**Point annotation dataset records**

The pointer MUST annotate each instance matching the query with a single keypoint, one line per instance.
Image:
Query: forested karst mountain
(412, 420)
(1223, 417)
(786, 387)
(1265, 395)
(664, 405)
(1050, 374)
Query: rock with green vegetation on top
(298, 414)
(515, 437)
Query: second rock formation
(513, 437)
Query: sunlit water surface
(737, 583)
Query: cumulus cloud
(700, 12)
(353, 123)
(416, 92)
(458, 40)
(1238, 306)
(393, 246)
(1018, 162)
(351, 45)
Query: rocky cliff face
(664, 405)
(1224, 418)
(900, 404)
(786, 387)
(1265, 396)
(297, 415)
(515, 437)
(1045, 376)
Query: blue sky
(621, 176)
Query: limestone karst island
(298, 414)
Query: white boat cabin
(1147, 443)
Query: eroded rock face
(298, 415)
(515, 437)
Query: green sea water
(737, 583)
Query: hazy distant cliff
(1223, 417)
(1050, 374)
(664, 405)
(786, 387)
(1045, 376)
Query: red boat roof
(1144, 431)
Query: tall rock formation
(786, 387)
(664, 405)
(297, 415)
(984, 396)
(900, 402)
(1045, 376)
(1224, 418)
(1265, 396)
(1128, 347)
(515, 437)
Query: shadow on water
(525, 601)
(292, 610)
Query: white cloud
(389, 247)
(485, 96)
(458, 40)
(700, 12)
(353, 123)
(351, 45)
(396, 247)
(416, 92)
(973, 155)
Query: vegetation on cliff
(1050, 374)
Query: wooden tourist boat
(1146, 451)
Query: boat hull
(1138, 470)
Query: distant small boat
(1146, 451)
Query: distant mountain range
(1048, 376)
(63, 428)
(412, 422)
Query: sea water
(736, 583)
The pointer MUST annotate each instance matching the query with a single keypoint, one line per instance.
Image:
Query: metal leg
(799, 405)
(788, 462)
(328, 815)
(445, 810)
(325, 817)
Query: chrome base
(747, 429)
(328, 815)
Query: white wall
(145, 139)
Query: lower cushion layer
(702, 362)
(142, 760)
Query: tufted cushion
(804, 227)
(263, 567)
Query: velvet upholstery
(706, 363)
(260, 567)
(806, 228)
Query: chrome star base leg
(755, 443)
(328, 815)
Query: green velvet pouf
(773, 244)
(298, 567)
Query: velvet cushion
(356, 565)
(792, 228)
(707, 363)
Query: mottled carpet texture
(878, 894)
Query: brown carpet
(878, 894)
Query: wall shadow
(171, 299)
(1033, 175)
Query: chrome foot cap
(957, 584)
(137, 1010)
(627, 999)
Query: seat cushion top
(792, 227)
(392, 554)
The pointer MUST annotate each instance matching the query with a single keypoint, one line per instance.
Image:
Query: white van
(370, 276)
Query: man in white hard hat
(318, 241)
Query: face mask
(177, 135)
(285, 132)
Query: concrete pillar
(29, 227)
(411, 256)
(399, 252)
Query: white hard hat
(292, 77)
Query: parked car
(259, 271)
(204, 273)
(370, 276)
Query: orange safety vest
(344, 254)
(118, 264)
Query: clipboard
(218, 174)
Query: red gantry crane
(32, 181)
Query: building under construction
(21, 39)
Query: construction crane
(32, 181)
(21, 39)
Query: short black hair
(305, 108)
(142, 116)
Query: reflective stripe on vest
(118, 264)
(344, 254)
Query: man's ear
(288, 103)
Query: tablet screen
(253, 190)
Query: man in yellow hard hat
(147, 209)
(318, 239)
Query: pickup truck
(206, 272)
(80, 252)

**What to do**
Turn the stretch of the material from the line containing "Query: building under construction" through its end into a Markdown table, leaving out blank lines. Use two columns: Row for the row number and Line for the line itself.

**Answer to this task**
| Row | Line |
|---|---|
| 1 | Query: building under construction |
| 2 | (21, 39) |
| 3 | Query: construction crane |
| 4 | (32, 181) |
| 5 | (21, 39) |
| 6 | Query: short black hair |
| 7 | (305, 108) |
| 8 | (142, 116) |
| 9 | Query: reflective stripe on vest |
| 10 | (118, 264) |
| 11 | (344, 254) |
| 12 | Query: man's ear |
| 13 | (288, 103) |
| 14 | Query: tablet screen |
| 15 | (253, 190) |
| 16 | Query: man in yellow hard hat |
| 17 | (147, 209) |
| 18 | (318, 239) |
| 19 | Query: pickup truck |
| 20 | (206, 272) |
| 21 | (80, 252) |